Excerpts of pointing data
---*---

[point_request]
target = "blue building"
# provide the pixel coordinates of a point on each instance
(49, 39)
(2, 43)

---*---

Turn these records into a two-column CSV with the headers "prompt" and "answer", one row per record. Put each record's text and its answer in a single quoted field, with line breaks replaced by spaces.

prompt,answer
"[point_request] target = ""blue building"" # provide the pixel coordinates of a point on each instance","(49, 39) (2, 43)"